▶ **Document**:
..............................

A photograph of the British countryside has been placed among the oil paintings in the National Gallery – causing people idling past to do double-takes. You can see them wondering: “Is that a painting? It’s so smooth, so shiny, so flat.” The picture shows bright fields and skies, seen through a dark thicket: the sensation of looking out from a hidden nook makes it an introspective, hesitant work. Perhaps that’s why it hangs so well alongside a great landscape painting by the quiet and contemplative master of the genre, John Constable.

Richard Billingham’s shot has invaded the holy sanctum of high art that is the National’s permanent collection as part of Seduced By Art, an exhibition of past and present photography. The gallery is a temple to oil on canvas. What happens when you allow photographs among the daubs?

..............................

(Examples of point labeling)

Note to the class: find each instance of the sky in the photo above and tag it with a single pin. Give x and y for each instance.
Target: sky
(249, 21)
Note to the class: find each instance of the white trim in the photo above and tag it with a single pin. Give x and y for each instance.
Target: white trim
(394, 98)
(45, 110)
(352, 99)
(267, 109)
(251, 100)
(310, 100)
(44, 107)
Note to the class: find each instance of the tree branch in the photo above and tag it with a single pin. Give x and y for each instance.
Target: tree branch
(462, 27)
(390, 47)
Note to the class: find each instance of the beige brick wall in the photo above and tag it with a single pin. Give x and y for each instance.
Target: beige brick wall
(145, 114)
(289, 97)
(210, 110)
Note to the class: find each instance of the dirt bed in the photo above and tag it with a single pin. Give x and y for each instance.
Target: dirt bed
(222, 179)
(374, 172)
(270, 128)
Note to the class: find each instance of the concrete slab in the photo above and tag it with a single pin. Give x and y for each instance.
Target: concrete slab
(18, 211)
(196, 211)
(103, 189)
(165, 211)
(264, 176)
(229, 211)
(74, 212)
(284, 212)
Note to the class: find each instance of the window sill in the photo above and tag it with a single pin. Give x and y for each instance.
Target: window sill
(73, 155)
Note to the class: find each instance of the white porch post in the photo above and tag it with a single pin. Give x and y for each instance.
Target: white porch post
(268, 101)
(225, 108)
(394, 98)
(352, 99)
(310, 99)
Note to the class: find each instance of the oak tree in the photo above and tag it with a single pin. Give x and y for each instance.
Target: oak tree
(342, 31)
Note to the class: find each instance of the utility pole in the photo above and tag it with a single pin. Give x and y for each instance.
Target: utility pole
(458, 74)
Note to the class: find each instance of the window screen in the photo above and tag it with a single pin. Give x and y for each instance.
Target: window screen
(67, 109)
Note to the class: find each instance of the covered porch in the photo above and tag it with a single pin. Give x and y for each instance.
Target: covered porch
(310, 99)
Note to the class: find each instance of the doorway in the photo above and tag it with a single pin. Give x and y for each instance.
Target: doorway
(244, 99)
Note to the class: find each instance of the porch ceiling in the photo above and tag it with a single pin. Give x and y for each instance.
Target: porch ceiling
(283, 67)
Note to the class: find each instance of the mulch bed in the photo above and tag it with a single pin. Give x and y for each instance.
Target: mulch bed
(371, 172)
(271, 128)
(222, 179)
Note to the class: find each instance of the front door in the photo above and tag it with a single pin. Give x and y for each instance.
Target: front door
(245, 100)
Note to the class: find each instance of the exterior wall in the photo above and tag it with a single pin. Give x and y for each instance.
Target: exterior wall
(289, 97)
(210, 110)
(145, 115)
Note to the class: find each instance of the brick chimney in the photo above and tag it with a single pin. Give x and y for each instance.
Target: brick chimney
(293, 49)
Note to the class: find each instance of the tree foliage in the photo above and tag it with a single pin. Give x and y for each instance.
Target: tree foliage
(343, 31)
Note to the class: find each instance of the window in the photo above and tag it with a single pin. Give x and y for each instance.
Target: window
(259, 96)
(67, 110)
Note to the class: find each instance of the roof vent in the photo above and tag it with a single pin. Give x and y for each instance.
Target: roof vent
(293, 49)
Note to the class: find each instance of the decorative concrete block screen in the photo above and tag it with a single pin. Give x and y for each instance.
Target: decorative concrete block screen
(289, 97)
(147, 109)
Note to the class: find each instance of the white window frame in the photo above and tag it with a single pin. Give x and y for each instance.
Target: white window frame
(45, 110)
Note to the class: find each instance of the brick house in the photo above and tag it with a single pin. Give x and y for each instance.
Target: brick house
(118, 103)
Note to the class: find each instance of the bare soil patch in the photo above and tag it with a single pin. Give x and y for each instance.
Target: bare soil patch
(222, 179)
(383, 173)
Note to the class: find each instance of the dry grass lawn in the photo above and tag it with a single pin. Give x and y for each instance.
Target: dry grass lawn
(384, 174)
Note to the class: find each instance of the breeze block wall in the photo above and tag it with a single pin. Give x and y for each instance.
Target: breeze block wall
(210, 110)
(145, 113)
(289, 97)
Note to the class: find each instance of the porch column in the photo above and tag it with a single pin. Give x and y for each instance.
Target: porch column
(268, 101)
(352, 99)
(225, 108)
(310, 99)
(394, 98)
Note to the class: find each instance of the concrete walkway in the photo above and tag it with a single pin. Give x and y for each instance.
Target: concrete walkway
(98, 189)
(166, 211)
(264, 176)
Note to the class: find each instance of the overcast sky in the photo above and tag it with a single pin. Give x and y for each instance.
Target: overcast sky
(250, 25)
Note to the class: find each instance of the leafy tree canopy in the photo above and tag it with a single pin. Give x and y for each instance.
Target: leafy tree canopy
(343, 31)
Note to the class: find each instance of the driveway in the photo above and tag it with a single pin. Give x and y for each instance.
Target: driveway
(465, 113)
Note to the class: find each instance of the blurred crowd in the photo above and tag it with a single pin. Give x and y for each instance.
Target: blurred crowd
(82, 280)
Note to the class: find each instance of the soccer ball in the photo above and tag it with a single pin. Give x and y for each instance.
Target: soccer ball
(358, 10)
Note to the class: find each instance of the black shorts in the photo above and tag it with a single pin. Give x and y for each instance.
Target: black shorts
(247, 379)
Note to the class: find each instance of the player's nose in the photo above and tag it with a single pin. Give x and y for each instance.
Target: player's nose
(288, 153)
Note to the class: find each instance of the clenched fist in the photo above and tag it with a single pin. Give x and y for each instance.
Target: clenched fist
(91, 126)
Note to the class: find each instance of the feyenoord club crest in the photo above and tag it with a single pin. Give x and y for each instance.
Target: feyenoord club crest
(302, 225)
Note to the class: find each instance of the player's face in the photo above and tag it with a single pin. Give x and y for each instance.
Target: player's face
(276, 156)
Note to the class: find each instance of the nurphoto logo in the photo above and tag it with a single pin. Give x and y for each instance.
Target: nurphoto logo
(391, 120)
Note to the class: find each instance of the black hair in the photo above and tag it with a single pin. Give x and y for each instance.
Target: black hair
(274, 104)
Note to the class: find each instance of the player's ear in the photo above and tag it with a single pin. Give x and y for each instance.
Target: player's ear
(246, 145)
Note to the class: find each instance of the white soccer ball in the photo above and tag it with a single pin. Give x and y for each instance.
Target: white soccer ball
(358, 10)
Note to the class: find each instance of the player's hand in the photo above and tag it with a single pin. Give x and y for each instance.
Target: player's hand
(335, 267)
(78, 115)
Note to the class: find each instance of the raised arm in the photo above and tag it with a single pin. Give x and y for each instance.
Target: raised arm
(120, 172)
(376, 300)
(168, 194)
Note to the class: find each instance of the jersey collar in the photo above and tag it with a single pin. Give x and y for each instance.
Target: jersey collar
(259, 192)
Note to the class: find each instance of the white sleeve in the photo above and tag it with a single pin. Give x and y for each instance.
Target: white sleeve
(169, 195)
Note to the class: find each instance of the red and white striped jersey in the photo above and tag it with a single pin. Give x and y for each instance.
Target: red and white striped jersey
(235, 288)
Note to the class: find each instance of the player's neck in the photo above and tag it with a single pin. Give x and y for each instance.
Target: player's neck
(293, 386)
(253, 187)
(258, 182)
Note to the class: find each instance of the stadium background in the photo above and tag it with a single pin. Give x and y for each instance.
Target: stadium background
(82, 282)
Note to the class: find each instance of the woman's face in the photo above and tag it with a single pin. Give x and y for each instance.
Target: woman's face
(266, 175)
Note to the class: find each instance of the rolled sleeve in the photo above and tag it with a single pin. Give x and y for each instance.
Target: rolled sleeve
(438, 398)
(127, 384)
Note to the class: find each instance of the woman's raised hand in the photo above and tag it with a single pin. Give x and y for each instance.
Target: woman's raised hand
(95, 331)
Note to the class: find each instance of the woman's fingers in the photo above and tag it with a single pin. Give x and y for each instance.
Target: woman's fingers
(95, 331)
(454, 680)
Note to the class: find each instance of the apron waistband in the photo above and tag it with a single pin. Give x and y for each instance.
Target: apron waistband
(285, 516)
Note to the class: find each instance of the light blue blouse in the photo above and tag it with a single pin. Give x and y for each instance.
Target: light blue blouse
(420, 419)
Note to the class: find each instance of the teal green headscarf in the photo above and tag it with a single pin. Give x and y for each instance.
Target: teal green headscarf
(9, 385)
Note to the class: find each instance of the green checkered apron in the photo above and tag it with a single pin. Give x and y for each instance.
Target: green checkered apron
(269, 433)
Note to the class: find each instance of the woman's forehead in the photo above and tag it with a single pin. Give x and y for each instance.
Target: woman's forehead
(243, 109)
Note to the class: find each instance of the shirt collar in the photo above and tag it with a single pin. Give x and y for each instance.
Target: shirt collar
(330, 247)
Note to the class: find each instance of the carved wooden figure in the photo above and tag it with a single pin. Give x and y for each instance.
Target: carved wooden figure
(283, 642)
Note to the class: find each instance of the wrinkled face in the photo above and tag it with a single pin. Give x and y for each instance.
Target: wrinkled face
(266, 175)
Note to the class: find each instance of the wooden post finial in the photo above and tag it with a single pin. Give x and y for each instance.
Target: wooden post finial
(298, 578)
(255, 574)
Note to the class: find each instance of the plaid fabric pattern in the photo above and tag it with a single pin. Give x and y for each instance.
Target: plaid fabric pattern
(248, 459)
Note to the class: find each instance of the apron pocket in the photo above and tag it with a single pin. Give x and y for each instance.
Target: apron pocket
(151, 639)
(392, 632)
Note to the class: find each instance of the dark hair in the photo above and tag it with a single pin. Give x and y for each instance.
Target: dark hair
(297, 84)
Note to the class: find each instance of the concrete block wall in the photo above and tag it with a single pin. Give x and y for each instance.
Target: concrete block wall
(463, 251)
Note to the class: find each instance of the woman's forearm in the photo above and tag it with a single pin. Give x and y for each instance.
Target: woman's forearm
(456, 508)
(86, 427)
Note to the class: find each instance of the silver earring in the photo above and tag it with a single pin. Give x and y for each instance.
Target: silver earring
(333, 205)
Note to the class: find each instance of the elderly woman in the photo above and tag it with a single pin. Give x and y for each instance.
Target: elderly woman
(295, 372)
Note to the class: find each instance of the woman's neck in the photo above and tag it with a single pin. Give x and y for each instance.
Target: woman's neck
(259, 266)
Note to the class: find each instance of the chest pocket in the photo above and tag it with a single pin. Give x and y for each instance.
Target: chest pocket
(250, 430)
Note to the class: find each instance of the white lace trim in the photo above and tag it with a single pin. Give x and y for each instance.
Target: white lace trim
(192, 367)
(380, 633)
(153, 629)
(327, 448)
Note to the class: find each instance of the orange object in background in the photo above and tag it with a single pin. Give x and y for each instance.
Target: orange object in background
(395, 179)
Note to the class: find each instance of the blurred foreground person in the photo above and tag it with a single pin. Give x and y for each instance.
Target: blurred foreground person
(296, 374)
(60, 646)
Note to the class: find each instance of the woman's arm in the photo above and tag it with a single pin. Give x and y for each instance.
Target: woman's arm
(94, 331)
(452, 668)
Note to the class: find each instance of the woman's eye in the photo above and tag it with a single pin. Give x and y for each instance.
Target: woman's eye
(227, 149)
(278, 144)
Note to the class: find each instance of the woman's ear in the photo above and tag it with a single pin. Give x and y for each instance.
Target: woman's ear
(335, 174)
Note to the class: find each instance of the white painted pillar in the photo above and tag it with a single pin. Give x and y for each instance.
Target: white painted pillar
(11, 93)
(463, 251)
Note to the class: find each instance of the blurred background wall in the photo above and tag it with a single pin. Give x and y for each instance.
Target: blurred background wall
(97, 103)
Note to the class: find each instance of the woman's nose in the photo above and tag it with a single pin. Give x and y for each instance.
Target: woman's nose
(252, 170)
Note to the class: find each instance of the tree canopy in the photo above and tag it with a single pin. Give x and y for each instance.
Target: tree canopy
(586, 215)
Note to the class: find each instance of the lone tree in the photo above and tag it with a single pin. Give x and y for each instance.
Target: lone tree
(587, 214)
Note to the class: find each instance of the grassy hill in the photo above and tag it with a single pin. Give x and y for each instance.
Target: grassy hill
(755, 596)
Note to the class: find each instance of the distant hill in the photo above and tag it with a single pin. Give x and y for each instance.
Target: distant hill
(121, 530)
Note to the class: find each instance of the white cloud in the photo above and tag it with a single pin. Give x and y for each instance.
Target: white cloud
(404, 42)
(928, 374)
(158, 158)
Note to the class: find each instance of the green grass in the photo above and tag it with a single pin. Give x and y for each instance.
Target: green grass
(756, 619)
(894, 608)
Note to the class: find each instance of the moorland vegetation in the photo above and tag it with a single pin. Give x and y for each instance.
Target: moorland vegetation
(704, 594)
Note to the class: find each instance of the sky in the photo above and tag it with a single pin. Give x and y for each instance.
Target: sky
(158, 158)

..............................

▶ **Problem 1**:
According to the article on the photograph hung in the National Gallery, what is the name of the exhibition that brought the shot there?
▶ **Problem 2**:
Extend the article on the photograph hung in the National Gallery, picking up right after its final sentence.
The listing is not required for either task.

▶ **Result 1**:
Seduced By Art

▶ **Result 2**:
Billingham strikes up a sombre, sensitive conversation with Constable’s The Cornfield: the result is a comparison of the English countryside in the early 1800s and early 2000s, proving, as the show claims, that photography can have a meaningful relationship with great painting. That’s just as well, because the two other pairings in the main galleries are disastrous. Seeing Richard Learoyd’s photograph Jasmijn in Mary Quant next to Ingres’s 19th-century beauty Madame Moitessier does nothing for either. As for a Craigie Horsfield photographic nude, shown between two sensual paintings by Degas, it’s an elephant among elegance.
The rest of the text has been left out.